#### WHAT YOU ARE ASKED TO DO
Reproduce each of the records below verbatim, line for line, including every point call.

----------

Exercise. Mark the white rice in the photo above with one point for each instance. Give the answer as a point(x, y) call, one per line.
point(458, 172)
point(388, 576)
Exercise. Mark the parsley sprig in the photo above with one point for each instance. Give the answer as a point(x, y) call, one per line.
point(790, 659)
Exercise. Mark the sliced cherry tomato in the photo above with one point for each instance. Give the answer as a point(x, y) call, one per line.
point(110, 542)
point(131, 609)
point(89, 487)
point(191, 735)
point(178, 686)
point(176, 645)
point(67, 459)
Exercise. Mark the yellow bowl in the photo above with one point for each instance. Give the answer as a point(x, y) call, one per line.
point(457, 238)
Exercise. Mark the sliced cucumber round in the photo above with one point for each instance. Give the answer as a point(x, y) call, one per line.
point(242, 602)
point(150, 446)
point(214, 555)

----------

#### FINISHED TASK
Exercise. Mark the white rice in the photo above with one point for each instance. Give the answer as a point(x, y) call, one per line.
point(458, 172)
point(388, 576)
Exercise. Mark the parsley sprig in the photo above with one point for each instance. Give the answer as a point(x, y) call, one per line.
point(790, 659)
Exercise. Mark the sliced cherry tomato in the photo above with one point for each instance. Give the answer as a point(x, y) call, one per line.
point(110, 542)
point(131, 609)
point(89, 487)
point(191, 735)
point(178, 686)
point(176, 645)
point(67, 459)
Exercise. Mark the yellow bowl in the photo above with one point for each instance. Give the answer as a point(x, y) call, one per line.
point(457, 238)
Exercise. Mark the sliced cucumber round in the photo above with one point for each instance. Give the answer as a point(x, y) call, one per line.
point(242, 602)
point(150, 446)
point(214, 555)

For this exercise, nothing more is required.